---- RECORDS FOR THIS TASK

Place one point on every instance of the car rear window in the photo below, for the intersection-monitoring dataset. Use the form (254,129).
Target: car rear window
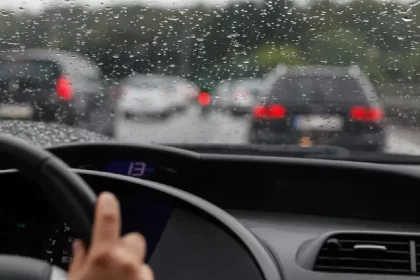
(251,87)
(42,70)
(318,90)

--------
---- RECORDS FOR THIS TASK

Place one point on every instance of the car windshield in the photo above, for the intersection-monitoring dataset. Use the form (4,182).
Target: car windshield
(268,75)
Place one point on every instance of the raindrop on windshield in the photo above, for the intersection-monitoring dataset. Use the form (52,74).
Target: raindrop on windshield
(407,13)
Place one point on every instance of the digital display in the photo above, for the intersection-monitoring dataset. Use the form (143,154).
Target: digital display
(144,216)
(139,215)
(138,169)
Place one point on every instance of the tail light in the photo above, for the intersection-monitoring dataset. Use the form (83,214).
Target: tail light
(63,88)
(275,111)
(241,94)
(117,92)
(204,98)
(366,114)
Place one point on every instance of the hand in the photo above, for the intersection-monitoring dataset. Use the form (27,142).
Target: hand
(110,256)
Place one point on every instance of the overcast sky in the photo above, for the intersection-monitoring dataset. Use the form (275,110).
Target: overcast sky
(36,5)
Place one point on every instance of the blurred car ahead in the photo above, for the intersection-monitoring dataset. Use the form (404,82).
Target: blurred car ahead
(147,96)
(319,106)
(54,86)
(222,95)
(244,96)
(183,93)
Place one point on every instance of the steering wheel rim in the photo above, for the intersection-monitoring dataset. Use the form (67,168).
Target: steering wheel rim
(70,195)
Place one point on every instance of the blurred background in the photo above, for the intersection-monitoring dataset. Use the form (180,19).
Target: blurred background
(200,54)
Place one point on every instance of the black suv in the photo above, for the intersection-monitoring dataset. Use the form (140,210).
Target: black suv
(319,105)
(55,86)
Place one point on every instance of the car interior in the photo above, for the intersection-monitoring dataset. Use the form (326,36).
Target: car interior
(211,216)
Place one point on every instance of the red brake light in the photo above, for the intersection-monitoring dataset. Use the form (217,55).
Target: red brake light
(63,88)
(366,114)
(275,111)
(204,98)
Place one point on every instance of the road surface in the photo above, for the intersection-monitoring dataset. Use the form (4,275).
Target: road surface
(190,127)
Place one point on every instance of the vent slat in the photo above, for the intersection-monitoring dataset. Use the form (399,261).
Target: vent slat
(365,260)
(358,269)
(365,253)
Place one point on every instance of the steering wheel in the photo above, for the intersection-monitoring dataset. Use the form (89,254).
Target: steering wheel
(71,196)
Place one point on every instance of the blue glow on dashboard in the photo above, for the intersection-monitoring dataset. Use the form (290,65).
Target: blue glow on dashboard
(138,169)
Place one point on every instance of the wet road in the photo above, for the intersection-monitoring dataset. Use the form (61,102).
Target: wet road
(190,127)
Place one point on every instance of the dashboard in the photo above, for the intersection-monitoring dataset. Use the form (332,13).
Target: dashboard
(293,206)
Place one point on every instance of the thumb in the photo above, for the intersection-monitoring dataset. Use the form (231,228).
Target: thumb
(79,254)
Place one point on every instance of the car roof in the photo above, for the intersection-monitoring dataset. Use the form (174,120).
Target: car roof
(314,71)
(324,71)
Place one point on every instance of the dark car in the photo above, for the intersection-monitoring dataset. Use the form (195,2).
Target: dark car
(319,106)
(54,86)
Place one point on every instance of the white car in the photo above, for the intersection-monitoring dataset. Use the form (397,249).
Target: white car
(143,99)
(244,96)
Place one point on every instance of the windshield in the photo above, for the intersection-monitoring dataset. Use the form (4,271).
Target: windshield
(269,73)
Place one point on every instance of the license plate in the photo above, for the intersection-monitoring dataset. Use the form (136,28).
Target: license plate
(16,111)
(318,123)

--------
---- RECORDS FOR THIS TASK

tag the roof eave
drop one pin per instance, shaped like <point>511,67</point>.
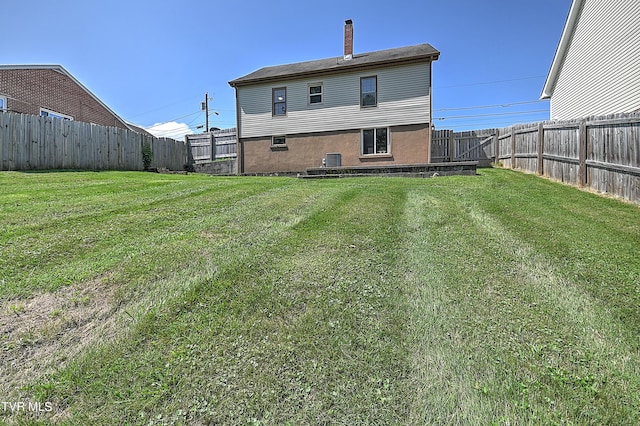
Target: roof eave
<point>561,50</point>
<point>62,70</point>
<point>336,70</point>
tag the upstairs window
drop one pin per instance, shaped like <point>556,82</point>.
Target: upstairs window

--------

== THE TASK ==
Each line above holding the string "like" counts once; please report the total and nothing more.

== TASK ANSWER ==
2